◆ What to work on:
1. From the Medicare news roundup below, list the tools that Berwick cited as built into the health care overhaul to help control cost.
2. Reproduce word for word the part of the Medicare news roundup below that opens with the words containing "CQHealthBeat: Berwick Wants" and closes with "providers (Norman, 4/11).".

◆ Document passage:
Medicare Chief Rebukes GOP Plan To Overhaul Medicare
Speaking at the American Hospital Association's annual meeting, Centers for Medicare and Medicaid Services Administrator Donald Berwick said Medicare was "viable" and the cuts to the program were not the answer to reducing the deficit.
The Hill: Medicare Chief Defends Program As 'Viable'
The nation's top Medicare official on Monday rebuked the House GOP's plan to radically overhaul the health care program for seniors. Medicare Administrator Don Berwick, who told reporters on Monday he hadn't seen the specifics of House Budget Chairman Paul Ryan's (R-Wis.) Medicare overhaul, said lawmakers need to find the "political will" to maintain the program's current structure while finding additional savings. "I think Medicare system now is viable, it can improve, and that's my commitment to help do that," Berwick told reporters. Berwick, speaking to the American Hospital Association's (AHA) annual meeting, cited health care reform's new accountable care organization regulations, its focus on rewarding quality care and a new Medicare innovation center as major tools built into the overhaul to help control cost (Millman, 4/11).
CQHealthBeat: Berwick Wants Changes in Health Care, Not Cuts
As the president prepares to announce a long-term plan for reducing the deficit that includes savings from entitlement programs, the head of the Centers for Medicare and Medicaid Services said Monday that the country is at a crossroads when it comes to health care costs and it shouldn't take the path that includes cuts. ... Berwick added that lowering costs "by cutting or withholding care is bad for patients, it's bad for business and it's bad for the country and it's unnecessary if we change." In the category of change, Medicare recently unveiled proposed rules for accountable care organizations created by the health care law, which are intended to improve care and lower costs by encouraging the formation of teams of providers (Norman, 4/11).

◆ Provided material:
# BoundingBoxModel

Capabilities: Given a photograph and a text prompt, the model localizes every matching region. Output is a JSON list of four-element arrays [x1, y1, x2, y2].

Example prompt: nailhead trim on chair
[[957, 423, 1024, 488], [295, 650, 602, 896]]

◆ Responses by task:
1.
- Health care reform's new accountable care organization regulations
- Its focus on rewarding quality care
- A new Medicare innovation center

2.
CQHealthBeat: Berwick Wants Changes in Health Care, Not Cuts
As the president prepares to announce a long-term plan for reducing the deficit that includes savings from entitlement programs, the head of the Centers for Medicare and Medicaid Services said Monday that the country is at a crossroads when it comes to health care costs and it shouldn't take the path that includes cuts. ... Berwick added that lowering costs "by cutting or withholding care is bad for patients, it's bad for business and it's bad for the country and it's unnecessary if we change." In the category of change, Medicare recently unveiled proposed rules for accountable care organizations created by the health care law, which are intended to improve care and lower costs by encouraging the formation of teams of providers (Norman, 4/11).